DO THIS:
Rewrite the stretch from the line containing "Where can the tall" through the line containing "x=419, y=190" as a two-column CSV headed text and coordinates, with one row for each line that begins with "Where can". Put that line under text and the coordinate lines that follow it under coordinates, quoting each field and replacing line breaks with spaces.

INPUT:
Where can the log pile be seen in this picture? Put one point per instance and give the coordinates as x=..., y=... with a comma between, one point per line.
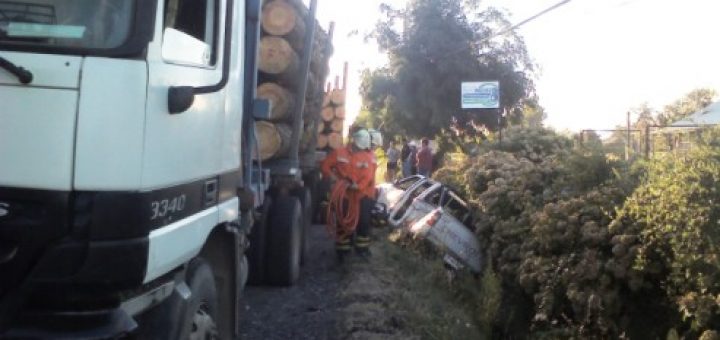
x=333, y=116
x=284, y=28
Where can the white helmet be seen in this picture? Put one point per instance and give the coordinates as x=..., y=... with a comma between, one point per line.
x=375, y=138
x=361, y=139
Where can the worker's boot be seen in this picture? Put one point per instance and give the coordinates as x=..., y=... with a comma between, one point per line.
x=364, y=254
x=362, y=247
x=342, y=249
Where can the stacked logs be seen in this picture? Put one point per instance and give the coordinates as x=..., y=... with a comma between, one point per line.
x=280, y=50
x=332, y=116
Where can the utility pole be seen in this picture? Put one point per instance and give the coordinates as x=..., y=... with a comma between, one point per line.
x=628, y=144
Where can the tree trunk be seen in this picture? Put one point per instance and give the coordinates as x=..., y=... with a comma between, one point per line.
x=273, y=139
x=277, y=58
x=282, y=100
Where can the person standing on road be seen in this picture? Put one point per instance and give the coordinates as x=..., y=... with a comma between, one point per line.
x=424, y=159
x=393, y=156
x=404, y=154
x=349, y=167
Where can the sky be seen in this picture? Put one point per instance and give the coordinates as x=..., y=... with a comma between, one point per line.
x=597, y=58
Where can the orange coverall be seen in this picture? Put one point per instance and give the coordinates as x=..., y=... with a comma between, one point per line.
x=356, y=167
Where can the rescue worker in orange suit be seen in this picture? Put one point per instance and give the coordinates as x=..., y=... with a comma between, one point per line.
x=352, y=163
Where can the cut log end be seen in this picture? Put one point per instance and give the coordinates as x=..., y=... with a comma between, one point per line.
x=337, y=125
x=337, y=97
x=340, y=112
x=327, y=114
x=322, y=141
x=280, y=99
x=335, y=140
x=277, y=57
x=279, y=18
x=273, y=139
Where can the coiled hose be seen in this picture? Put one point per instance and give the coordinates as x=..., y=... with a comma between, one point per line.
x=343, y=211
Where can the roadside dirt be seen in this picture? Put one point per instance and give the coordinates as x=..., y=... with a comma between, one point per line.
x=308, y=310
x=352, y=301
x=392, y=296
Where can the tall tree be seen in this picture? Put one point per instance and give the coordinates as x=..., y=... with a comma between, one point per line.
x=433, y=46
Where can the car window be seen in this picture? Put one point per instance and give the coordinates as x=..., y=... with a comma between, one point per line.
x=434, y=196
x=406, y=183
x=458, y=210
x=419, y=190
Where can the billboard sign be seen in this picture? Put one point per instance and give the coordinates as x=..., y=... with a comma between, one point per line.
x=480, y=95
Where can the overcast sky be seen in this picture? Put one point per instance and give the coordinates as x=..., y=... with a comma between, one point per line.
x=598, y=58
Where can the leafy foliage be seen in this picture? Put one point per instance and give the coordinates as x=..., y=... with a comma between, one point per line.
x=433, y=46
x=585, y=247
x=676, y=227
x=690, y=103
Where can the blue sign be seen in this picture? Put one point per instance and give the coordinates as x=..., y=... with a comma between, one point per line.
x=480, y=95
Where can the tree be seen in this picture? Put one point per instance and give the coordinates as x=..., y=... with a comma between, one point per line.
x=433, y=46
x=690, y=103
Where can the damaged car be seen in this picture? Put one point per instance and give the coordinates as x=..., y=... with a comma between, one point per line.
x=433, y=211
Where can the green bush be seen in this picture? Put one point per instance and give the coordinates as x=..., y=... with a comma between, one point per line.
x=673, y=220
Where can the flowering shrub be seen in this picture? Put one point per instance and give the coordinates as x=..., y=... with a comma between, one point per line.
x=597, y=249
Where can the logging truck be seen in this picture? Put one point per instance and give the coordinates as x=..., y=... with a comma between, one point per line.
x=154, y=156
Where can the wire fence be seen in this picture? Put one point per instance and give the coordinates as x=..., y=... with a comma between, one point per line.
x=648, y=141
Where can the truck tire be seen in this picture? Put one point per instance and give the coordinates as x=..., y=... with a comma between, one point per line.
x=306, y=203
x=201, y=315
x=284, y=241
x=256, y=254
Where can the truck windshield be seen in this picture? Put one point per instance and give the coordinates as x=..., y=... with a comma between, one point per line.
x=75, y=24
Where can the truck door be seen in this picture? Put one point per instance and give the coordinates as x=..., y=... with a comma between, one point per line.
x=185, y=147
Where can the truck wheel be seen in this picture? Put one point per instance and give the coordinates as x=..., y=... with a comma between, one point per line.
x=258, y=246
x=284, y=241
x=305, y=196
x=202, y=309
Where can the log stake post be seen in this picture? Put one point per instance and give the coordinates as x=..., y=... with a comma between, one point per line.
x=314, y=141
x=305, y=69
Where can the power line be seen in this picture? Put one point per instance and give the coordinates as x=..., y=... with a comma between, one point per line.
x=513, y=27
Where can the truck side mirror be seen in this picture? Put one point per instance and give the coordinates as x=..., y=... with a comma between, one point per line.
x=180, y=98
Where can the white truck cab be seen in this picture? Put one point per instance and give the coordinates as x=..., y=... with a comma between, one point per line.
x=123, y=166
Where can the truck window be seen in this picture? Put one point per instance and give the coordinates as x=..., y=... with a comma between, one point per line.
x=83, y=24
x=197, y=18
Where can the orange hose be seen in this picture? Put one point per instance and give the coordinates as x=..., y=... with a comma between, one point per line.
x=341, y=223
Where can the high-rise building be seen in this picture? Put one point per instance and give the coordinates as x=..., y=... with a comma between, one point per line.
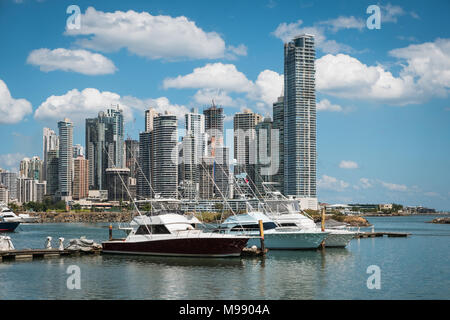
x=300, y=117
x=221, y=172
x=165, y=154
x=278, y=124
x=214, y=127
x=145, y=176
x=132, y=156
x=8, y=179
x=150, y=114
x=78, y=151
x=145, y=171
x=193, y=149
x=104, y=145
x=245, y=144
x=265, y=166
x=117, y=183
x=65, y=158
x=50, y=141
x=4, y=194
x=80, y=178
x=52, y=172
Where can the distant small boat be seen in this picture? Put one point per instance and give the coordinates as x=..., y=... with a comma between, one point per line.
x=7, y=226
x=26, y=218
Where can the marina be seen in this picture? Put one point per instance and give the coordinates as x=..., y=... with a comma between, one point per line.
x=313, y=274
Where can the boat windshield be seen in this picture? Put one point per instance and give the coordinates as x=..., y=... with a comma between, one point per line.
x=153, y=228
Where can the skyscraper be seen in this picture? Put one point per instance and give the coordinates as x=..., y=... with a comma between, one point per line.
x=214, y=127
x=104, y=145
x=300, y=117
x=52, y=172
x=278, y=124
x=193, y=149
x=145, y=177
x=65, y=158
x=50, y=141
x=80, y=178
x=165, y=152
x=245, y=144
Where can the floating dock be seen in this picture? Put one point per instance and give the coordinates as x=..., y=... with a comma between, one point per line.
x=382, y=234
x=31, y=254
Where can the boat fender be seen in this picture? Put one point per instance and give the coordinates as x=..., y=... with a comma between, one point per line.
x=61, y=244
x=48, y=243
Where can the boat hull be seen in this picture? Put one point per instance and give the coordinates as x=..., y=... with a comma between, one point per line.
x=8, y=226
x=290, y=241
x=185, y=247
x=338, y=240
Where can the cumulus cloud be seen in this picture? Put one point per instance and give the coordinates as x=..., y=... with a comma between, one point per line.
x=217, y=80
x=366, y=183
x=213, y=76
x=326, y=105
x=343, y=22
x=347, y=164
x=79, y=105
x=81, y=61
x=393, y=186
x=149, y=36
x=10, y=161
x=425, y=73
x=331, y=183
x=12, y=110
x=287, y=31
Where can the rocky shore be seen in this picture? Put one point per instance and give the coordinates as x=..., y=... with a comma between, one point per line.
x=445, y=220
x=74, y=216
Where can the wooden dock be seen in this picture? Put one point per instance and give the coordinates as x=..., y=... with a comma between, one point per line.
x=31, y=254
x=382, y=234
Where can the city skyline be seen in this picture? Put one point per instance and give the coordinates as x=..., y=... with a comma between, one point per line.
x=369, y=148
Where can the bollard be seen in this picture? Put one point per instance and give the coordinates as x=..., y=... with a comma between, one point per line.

THE RESULT:
text,coordinates
"Where can the tall tree be seen in this picture? Put one point per instance and give the coordinates as x=..., y=... with a comma between, one point per line.","x=433, y=46"
"Where can the car window be seen in this picture? Put one point per instance and give the coordinates as x=..., y=... with a comma between, one point per line.","x=434, y=196 x=406, y=183 x=458, y=210 x=419, y=190"